What this task involves
Print out the full listing exactly as it reads.
=== Section Start ===
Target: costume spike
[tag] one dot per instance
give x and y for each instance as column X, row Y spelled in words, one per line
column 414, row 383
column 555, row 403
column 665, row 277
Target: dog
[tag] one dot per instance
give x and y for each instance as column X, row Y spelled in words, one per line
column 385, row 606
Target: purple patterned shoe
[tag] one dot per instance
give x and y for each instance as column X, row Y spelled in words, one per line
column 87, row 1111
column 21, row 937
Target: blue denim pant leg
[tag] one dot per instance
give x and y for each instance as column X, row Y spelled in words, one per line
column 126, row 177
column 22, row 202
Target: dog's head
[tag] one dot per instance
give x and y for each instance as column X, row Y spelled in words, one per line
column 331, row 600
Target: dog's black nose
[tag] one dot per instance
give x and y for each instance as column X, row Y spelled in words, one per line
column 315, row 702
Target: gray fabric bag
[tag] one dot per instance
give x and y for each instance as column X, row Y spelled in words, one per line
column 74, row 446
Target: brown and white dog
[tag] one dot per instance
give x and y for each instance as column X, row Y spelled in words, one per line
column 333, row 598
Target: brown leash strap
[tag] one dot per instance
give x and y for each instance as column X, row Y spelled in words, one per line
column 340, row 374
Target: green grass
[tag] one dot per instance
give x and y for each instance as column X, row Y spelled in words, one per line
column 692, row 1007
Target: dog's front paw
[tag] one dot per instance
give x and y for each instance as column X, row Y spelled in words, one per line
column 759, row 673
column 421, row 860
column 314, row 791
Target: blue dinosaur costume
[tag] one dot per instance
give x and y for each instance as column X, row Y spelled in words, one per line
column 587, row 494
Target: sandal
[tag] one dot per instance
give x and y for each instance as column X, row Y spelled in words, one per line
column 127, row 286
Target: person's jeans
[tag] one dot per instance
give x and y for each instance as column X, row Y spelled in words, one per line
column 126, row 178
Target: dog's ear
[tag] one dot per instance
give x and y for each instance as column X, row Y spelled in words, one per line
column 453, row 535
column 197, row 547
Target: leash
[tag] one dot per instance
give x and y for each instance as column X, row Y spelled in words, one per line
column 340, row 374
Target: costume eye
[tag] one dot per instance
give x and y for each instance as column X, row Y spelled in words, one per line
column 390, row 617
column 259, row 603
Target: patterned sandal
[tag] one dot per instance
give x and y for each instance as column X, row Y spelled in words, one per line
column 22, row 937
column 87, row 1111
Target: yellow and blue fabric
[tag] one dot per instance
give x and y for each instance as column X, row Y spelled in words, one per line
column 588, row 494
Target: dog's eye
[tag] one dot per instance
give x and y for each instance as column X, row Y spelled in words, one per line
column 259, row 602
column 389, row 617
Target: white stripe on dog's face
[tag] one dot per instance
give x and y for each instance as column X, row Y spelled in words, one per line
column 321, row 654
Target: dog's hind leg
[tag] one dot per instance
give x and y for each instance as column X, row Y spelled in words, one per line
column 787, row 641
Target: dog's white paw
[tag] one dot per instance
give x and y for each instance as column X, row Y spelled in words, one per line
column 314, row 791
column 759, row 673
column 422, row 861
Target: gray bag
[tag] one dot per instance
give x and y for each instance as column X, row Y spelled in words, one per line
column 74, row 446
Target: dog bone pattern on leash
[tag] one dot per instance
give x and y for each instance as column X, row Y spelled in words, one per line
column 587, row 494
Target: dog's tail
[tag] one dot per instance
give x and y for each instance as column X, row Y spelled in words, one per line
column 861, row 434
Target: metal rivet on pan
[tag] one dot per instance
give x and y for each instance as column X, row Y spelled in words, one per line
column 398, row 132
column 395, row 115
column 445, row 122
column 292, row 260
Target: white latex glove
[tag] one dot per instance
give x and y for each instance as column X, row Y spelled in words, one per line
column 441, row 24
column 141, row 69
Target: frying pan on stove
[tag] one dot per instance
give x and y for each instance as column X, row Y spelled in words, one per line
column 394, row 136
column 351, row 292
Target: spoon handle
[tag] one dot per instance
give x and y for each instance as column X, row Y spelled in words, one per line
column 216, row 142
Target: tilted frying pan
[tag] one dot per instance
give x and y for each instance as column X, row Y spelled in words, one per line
=== Section End ===
Response
Target: costume spike
[tag] one dot per instance
give x and y for each instance as column X, row Y spelled in words, one per line
column 414, row 383
column 555, row 403
column 665, row 277
Target: dog
[tag] one dot per instance
give x and y for each instance as column X, row Y spelled in words, one per line
column 385, row 606
Target: purple patterned shoe
[tag] one dot per instance
give x and y for each instance as column X, row Y spelled in words, one per line
column 87, row 1111
column 21, row 937
Target: blue denim pant leg
[tag] one dot per instance
give x and y for each instance as column X, row Y spelled in words, one per line
column 126, row 177
column 22, row 202
Target: dog's head
[tag] one dot per instance
give x and y for each instance as column X, row Y spelled in words, one per line
column 331, row 600
Target: dog's black nose
[tag] one dot per instance
give x and y for each instance as column X, row Y spelled in words, one per line
column 315, row 702
Target: gray fabric bag
[tag] one dot per instance
give x and y for each instance as column X, row Y spelled in words, one per line
column 74, row 446
Target: brown and white dog
[tag] one dot per instance
give x and y for each instance as column X, row Y spelled in words, one per line
column 333, row 598
Target: brown leash strap
[tag] one dot per instance
give x and y for each instance as column X, row Y spelled in words, one per line
column 340, row 374
Target: green grass
[tag] one dot per instance
give x and y for each instance as column X, row Y spelled in words, one per line
column 692, row 1007
Target: dog's front paw
[tag] one dot per instance
give x and y for each instance as column X, row Y spelled in words, one per line
column 759, row 673
column 421, row 860
column 314, row 791
Target: blue dinosaur costume
[tag] one dot per instance
give x and y for each instance as column X, row Y spelled in words, one per line
column 587, row 494
Target: sandal
[tag] one dot per instance
give x and y for each instance as column X, row Y spelled in words, one per line
column 127, row 286
Target: person's jeans
[tag] one dot per instance
give x and y for each instance as column X, row Y spelled in words, one per line
column 126, row 178
Target: dog's ear
[tag] one dot per instance
give x and y for each instance as column X, row Y spelled in words, one per line
column 453, row 535
column 197, row 547
Target: leash
[tag] one dot per instance
give x and y for each instance as column X, row Y spelled in words, one per line
column 340, row 374
Target: costume eye
[tag] one dot per instance
give x and y for each instance as column X, row Y spelled in words, one per line
column 390, row 617
column 259, row 603
Target: patterned sandal
[tag] one dot per instance
give x and y for each instance as column X, row Y spelled in words, one per line
column 22, row 937
column 87, row 1111
Target: yellow and blue fabric
[tag] one dot per instance
give x and y for each instance as column X, row Y spelled in words, one per line
column 588, row 494
Target: dog's eye
[tag] one dot per instance
give x and y for each instance as column X, row Y spelled in words, one per line
column 259, row 602
column 389, row 617
Target: white stripe on dog's face
[tag] one dot per instance
give x and y for each instance as column X, row Y spelled in words, one per line
column 321, row 654
Target: dog's hind leg
[tag] one dot per instance
give x and y for each instance as column X, row Y spelled in words, one per line
column 787, row 641
Target: dog's white paw
[tag] one dot per instance
give x and y for each instance as column X, row Y spelled in words, one per line
column 314, row 791
column 759, row 673
column 422, row 861
Target: gray bag
[tag] one dot per instance
give x and y for each instance as column X, row Y spelled in words, one per line
column 74, row 446
Target: dog bone pattern on leash
[tag] one dot per instance
give x and y for each instance as column X, row Y spelled in words, one per line
column 587, row 494
Target: dog's tail
[tag] one dot per instance
give x and y for each instance as column X, row Y spelled in words, one per line
column 861, row 434
Target: metal rivet on pan
[tag] one dot per instance
give x and y for each instance as column X, row Y spelled in words, one per line
column 398, row 132
column 395, row 115
column 445, row 122
column 292, row 260
Target: white latex glove
[tag] one dot per instance
give x and y for each instance as column X, row Y spelled in words, one per line
column 441, row 24
column 141, row 69
Target: frying pan on stove
[tag] one dot per instance
give x and y for each instance as column X, row Y spelled in words, one per line
column 394, row 136
column 351, row 292
Target: spoon handle
[tag] one dot per instance
give x and y for each instance as column X, row Y spelled in words, one per line
column 216, row 142
Target: tilted frying pan
[tag] one dot per instance
give x and y for each instance as column X, row Y spelled in words, one per line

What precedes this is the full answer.